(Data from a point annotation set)
================

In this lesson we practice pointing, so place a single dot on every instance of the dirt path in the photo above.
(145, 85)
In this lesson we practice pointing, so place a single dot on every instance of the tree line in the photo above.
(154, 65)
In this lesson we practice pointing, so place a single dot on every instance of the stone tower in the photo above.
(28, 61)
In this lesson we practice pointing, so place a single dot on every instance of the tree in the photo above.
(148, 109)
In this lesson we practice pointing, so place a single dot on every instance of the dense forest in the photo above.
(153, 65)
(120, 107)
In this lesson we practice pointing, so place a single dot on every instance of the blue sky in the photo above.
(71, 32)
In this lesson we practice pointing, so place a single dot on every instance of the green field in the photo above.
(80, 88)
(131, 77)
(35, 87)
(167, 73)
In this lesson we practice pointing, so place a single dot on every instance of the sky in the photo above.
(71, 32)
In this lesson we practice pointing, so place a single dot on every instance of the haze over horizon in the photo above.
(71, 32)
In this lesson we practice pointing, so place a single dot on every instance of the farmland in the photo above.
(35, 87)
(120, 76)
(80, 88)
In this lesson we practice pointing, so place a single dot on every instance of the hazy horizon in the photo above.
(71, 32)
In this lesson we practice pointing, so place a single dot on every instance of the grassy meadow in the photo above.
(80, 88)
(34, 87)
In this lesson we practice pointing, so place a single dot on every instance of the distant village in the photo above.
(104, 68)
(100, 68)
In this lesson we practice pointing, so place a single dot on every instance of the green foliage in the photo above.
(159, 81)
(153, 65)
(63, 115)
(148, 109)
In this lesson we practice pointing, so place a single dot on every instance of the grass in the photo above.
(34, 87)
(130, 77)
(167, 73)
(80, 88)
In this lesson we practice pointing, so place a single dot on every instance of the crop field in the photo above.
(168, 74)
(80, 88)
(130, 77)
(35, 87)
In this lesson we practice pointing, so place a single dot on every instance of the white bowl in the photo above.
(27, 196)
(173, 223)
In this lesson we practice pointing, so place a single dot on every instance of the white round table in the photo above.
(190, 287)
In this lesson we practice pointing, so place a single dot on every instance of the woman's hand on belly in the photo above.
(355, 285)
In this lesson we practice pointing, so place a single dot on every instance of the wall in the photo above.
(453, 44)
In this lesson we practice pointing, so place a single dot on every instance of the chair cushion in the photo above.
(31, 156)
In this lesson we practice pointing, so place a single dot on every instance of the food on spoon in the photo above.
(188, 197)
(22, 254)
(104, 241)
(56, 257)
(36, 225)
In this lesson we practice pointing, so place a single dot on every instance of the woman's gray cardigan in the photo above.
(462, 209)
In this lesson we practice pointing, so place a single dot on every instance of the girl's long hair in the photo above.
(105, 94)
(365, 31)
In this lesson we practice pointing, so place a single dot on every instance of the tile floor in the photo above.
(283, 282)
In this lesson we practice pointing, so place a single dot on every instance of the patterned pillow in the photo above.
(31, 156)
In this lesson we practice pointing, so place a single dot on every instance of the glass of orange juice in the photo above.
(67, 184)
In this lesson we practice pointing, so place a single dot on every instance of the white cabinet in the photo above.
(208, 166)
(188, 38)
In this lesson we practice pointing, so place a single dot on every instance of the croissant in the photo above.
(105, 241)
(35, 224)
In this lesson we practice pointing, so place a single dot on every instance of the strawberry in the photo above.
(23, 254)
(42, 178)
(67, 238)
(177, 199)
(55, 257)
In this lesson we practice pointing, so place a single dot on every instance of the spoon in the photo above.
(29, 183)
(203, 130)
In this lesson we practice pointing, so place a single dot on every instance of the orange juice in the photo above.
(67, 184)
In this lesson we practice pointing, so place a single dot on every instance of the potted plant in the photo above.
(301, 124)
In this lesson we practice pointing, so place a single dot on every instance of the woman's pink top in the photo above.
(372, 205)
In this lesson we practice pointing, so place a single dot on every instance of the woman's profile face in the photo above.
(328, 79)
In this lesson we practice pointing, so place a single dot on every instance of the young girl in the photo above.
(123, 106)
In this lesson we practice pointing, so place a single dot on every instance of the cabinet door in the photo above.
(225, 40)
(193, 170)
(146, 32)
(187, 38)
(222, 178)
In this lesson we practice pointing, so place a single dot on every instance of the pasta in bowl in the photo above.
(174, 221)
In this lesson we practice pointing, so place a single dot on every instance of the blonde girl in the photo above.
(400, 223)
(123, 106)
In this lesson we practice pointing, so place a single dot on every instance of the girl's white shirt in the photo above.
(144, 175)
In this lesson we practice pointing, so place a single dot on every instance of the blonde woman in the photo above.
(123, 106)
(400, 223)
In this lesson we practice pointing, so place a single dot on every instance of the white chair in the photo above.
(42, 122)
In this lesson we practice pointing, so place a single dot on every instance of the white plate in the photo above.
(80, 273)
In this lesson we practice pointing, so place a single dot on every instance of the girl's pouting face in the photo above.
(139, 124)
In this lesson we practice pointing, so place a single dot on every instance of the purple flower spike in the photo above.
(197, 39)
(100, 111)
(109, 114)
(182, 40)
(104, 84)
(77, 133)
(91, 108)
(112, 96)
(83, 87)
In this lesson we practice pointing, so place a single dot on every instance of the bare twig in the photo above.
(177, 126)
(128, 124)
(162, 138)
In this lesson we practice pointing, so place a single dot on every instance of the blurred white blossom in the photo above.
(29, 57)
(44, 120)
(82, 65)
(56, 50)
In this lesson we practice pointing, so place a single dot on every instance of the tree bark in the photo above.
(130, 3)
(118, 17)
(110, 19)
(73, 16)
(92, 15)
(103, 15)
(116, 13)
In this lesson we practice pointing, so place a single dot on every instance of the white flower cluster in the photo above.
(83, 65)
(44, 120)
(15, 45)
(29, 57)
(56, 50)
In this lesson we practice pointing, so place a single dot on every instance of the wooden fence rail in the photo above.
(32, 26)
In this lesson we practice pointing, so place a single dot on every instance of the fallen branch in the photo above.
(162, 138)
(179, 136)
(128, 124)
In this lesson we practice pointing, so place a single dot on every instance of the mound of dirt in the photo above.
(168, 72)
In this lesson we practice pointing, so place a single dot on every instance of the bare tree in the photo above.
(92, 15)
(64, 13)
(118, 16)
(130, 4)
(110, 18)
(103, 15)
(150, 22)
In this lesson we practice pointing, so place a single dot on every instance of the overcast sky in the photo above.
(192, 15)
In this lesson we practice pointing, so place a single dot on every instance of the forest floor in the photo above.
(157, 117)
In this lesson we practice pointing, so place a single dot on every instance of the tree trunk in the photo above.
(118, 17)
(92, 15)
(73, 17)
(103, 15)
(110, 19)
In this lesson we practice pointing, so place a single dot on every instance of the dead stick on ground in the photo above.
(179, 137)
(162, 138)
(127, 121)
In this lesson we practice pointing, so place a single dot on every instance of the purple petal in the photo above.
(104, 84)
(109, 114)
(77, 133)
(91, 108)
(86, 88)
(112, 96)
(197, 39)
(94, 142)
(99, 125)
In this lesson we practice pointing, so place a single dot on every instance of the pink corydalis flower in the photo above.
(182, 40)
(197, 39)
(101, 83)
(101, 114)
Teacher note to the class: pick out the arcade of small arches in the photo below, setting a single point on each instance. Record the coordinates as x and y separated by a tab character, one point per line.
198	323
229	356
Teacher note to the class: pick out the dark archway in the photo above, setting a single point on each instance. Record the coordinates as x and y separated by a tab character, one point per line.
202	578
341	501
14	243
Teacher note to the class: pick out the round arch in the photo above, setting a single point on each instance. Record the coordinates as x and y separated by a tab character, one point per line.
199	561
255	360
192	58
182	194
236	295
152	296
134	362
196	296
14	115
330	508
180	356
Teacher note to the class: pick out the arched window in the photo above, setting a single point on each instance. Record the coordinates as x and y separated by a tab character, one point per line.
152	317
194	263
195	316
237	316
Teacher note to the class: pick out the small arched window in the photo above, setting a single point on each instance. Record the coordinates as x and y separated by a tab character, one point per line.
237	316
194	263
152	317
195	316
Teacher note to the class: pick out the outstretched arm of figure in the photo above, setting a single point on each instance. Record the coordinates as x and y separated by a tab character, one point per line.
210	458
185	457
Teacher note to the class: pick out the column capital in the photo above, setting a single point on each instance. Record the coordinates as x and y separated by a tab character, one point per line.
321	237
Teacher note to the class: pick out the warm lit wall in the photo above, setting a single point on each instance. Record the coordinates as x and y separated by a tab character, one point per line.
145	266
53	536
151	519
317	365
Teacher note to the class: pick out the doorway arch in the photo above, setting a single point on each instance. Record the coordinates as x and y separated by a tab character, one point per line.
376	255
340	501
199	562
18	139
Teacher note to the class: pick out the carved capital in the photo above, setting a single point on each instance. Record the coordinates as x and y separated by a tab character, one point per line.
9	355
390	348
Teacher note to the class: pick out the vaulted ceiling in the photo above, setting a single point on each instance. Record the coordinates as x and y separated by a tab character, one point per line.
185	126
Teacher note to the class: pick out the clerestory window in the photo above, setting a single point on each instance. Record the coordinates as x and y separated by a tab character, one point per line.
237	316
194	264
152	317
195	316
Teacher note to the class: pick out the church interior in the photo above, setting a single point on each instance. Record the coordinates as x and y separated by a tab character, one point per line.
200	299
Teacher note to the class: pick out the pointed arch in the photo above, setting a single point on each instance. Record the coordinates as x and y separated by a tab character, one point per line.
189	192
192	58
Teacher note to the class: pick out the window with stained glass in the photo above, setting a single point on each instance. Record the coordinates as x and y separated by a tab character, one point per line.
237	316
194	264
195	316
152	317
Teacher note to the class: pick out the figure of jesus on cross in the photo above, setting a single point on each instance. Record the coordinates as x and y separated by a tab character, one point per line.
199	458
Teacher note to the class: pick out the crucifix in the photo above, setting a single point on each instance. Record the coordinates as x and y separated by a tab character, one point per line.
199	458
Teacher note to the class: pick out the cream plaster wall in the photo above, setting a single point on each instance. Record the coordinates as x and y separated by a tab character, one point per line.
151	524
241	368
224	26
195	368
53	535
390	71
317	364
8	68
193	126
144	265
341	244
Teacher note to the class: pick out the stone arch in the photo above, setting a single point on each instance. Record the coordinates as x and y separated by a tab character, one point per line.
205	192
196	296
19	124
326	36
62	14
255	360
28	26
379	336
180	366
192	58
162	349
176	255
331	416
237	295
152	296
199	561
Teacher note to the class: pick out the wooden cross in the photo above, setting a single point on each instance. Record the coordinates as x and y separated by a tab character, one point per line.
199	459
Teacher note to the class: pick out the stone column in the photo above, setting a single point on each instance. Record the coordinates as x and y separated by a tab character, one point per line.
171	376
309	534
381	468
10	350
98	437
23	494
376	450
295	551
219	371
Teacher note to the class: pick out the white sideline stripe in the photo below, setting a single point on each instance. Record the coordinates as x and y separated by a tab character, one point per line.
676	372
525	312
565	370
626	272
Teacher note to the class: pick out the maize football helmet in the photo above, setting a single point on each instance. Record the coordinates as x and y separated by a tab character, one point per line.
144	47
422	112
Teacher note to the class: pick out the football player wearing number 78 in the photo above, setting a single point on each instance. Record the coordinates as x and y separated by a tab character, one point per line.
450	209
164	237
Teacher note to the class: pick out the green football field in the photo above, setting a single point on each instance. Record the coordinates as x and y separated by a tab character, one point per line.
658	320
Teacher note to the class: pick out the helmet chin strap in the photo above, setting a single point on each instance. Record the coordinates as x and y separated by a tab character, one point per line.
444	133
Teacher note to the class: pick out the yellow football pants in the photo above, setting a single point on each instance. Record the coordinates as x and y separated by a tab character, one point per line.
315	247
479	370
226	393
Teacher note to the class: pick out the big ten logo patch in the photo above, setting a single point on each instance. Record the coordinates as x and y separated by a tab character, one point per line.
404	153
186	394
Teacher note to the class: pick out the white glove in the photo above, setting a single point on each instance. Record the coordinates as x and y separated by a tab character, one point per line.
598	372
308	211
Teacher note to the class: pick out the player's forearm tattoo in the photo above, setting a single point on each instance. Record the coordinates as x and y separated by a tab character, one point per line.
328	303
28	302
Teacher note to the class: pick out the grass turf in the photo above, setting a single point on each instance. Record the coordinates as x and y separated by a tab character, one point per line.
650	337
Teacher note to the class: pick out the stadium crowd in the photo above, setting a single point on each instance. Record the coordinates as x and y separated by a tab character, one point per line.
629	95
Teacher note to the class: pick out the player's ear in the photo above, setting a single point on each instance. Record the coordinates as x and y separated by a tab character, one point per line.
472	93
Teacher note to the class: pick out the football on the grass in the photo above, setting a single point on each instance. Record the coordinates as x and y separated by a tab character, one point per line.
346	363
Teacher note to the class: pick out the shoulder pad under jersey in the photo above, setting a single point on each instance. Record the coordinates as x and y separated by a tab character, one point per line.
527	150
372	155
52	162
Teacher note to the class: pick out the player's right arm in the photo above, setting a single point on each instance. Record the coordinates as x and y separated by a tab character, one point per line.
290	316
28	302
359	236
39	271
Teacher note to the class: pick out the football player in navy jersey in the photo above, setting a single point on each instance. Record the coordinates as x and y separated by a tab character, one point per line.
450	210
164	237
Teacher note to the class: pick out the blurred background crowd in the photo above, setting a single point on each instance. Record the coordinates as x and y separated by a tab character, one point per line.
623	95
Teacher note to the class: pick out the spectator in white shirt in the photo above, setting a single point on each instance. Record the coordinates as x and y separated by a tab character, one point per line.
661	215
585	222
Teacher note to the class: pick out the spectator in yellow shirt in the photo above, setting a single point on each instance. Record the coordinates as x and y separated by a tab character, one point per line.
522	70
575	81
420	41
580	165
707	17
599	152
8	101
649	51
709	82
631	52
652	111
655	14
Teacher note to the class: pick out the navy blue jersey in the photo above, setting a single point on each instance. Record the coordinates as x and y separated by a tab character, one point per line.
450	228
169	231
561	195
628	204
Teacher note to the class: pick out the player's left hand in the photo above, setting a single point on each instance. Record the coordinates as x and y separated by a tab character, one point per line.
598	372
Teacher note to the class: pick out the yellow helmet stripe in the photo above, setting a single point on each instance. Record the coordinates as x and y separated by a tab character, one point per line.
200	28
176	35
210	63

================

• _What you need to do_
Reproduce the data word for word, starting at the line that contains "Teacher note to the class: pick out the spectator in white" and continuing through the end of the data.

• _Answer to the problem_
Teacher note to the class: pick out the spectator in white shirt in the photo above, setting a single point on each instance. Record the coordinates as x and y separated by a tab character, one point per line.
661	215
585	222
Teacher note to the class: pick out the spectator in yellow shirt in the photo above, setting a single point on each instance. Record the coordinates as x and y separated by a tab character, one point per line.
522	70
575	81
420	41
580	165
707	17
599	152
8	101
649	51
709	82
631	52
652	111
655	14
Teacher note to the class: pick out the navy blue jersey in the photo above, setting a single point on each instance. Record the coordinates as x and y separated by a tab character, one point per line.
450	228
169	231
561	195
628	204
Teacher note to the class: pick out the player's left hand in the photo above, setting a single point on each instance. Record the coordinates as x and y separated by a tab character, one point per line.
598	372
Teacher note to the class: pick out the yellow helmet stripe in the photo above, setting a single point on each instance. Record the coordinates as x and y separated by a tab character, one point per line.
200	28
176	35
210	63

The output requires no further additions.